- Pasaje proporcionado -
-------

Lo que padeció nuestro Salvador Jesús después de la negación de San Pedro hasta la mañana y el dolor grande de su Madre santísima.

1283. Este paso dejaron en silencio los Sagrados Evangelistas sin haber declarado dónde y qué padeció el autor de la
vida después de la negación de San Pedro y oprobios que Su Majestad recibió en casa de Caifás y en su presencia hasta
la mañana, cuando todos refieren la nueva consulta que hicieron para presentarle a Pilatos, como se verá en el capítulo
siguiente. Yo dudaba en proseguir este paso y manifestar lo que de él se me ha dado a entender, porque juntamente se
me ha mostrado que no todo se conocerá en esta vida, ni conviene se diga a todos, porque el día del juicio se harán
patentes a los hombres éste y otros sacramentos de la vida y pasión de nuestro Redentor. Y para lo que yo puedo
manifestar, no hallo razones adecuadas a mi concepto, y menos al objeto que concibo, porque todo es inefable y sobre
mi capacidad. Pero obedeciendo diré lo que alcanzo, para no ser reprendida porque callé la verdad, que tanto confunde
y condena nuestra vanidad y olvido. Yo confieso en presencia del cielo mi dureza, pues no muero de confusión y dolor
por haber cometido culpas que costaron tanto al mismo Dios que me dio el ser y vida que tengo. No podemos ya
ignorar la fealdad y peso del pecado, pues hizo tal estrago en el mismo autor de la gracia y de la gloria. Yo seré la más
ingrata de todos los nacidos, si desde hoy no aborreciere la culpa más que a la muerte y como al mismo demonio, y
esta deuda intimo y amonesto a todos los católicos hijos de la Iglesia Santa.

1284. Con los oprobios que recibió Cristo nuestro bien en presencia de Caifás quedó la envidia del ambicioso
pontífice y la ira de sus coligados y ministros muy cansada aunque no saciada. Pero, como ya era pasada la media
noche, determinaron los del concilio, que mientras dormían quedase nuestro Salvador a buen recado y seguro de que
no huyese hasta la mañana. Para esto le mandaron encerrar atado como estaba en un sótano que servía de calabozo
para los mayores ladrones y facinerosos de la república. Era esta cárcel tan oscura que casi no tenía luz y tan inmunda
y de mal olor que pudiera infestar la casa, si no estuviera tan tapada y cubierta, porque había muchos años que no la
habían limpiado ni purificado, así por estar muy profunda como porque las veces que servía para encerrar tan malos
hombres no reparaban en meterlos en aquel horrible calabozo, como a gente indigna de toda piedad y bestias indómitas
y fieras.

-------

- Entradas proporcionadas -
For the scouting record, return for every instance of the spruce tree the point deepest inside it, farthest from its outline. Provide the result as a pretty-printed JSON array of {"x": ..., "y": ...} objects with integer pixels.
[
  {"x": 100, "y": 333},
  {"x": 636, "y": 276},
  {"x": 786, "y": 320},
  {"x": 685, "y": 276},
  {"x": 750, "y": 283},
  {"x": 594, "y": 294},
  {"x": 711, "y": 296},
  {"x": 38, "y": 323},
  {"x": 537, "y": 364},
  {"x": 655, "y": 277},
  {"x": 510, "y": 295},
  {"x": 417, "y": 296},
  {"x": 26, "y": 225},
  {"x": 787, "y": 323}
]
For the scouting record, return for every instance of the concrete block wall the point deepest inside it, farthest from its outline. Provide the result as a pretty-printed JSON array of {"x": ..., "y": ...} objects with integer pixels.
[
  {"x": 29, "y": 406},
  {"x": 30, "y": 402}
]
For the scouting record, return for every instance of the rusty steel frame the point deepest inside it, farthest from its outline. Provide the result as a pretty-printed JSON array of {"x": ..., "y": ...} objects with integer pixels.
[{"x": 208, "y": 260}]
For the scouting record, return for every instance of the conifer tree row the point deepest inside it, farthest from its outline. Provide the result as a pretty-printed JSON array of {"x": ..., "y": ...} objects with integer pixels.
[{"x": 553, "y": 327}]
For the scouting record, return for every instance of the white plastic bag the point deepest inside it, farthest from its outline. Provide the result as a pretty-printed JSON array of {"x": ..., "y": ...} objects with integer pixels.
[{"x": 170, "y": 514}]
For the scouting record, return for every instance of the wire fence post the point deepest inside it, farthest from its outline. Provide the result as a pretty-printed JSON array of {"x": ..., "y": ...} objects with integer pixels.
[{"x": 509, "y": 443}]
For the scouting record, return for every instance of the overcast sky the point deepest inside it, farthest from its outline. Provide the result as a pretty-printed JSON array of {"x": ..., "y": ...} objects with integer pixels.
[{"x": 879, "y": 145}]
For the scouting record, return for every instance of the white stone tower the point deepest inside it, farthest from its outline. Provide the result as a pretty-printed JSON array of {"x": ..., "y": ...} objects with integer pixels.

-------

- La consigna -
Continúa el pasaje sobre lo que padeció Jesús tras la negación de San Pedro a partir de su última oración. Las entradas son material aparte, sin relación con el pasaje.

- Respuesta al ejercicio -
1285. Ejecutóse lo que mandó el concilio de maldad, y los ministros llevaron y encarcelaron al Criador del cielo y de
la tierra en aquel inmundo y profundo calabozo. Y como siempre estaba aprisionado en la forma que vino del
huerto, pudieron estos obradores de la iniquidad continuar a su salvo la indignación que siempre el príncipe de las
tinieblas les administraba, porque llevaron a Su Majestad tirando de las sogas y casi arrastrándole con inhumano furor
y cargándole de golpes y blasfemias execrables. En un ángulo de lo profundo de este sótano salía del suelo un escollo o
punta de un peñasco tan duro, que por eso no le habían podido romper. Y en esta peña, que era como un pedazo de
columna, ataron y amarraron a Cristo nuestro bien con los extremos de las sogas, pero con un modo desapiadado;
porque dejándole en pie, le pusieron de manera que estuviese amarrado y juntamente inclinado el cuerpo, sin que
pudiera estar sentado, ni tampoco levantado derecho el cuerpo para aliviarse, de manera que la postura vino a ser
nuevo tormento y en extremo penoso. Con esta forma de prisión le dejaron y le cerraron las puertas con llave,
entregándola a uno de aquellos pésimos ministros que cuidase de ella.

1286. Pero el Dragón infernal en su antigua soberbia no sosegaba y siempre deseaba saber quién era Cristo, e
irritando su inmutable paciencia inventó otra nueva maldad, revistiéndose en aquel depravado ministro y en otros.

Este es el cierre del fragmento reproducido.